Text block.
Greetings everyone and Happy December to all of you! The beginning of “meteorological winter” is upon us for we who live in the Northern Hemisphere. So far, it’s been warmer than usual and mild…no surprise there…with drought conditions persisting and worsening across the western and southern USA states. As 2016 draws to a close, there’s not a little concern for the future of science in America. I’ve discussed the future years and what we expect..and will demand…with many friends, acquaintances, and colleagues in the scientific community. The consensus of deep concern is unanimous. That is addressed in several links within this post. On that note, let’s get started.

For your consideration, here are this week’s links…

GENERAL SCIENCE/SCIENCE EDUCATION/CRITICAL THINKING

Depending on which demographic of the population you ask, scientists aren’t the authority on science.

This article addresses a recent “hot button” topic of fake news and how we, as fallible humans, swallow hook, line, and sinker (so long as it meets ones socio-political agenda) without first resorting to critical thinking, objective research, and scientific analysis. Here’s an excellent “Ten Questions For Fake News Detection” tip sheet that will be of great help. (1 page PDF file). Friendly tip: never get “news” from Facebook…chances are it has as much valid sincerity as a snake oil salesman.

While on the topic of fake news, it begs the question, “If politicians can lie without condemnation, what are scientists to do?” Post-Truth: A Guide For The Perplexed.

As the economic and social impact of the tech world increases, the skills we teach our children for success in a rapidly changing world need to keep pace with technology.

Given data.

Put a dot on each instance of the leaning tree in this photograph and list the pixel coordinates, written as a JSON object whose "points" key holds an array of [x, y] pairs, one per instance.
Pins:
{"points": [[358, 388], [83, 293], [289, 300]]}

What you need to do.
1. Say whether each statement agrees with the science links post, answering yes or no and quoting the deciding words of the post.
(a) The writer reports that the weather so far has been colder than usual.
(b) The fake news tip sheet is a one-page PDF file.
(c) Among the writer's scientific colleagues, views on the future of science are divided.
2. List every topic named in the section heading of the science links post.
3. Continue the science links post after its final sentence.

Results.
1.
(a) No: "So far, it’s been warmer than usual and mild"
(b) Yes: "(1 page PDF file)"
(c) No: "The consensus of deep concern is unanimous."

2.
General science
Science education
Critical thinking

3.
SCIENCE AND PUBLIC POLICY

An unsettling read from the Union of Concerned Scientists on why 2,300 scientists have good reason to be very worried about the future interaction of science and public policy.

ASTRONOMICAL SCIENCE

Naming stars may sound easy, but it can be a truly daunting task of cosmic proportions.

ENVIRONMENTAL SCIENCE

Over 100 million trees have died recently in California’s drought-stricken forests. With no relief in sight, this is an unfortunate trend that’s likely to worsen.

Nearly every piece of plastic ever manufactured still exists today. In spite of our best efforts in recycling, we’re facing a pollution dilemma with no easy answers.

GEOLOGICAL SCIENCE

The “Red River Rivalry” continues…but over a recent topic of discussion. Oklahoma and Texas disagree on how to handle fracking-induced earthquakes and the oil and gas companies responsible for them.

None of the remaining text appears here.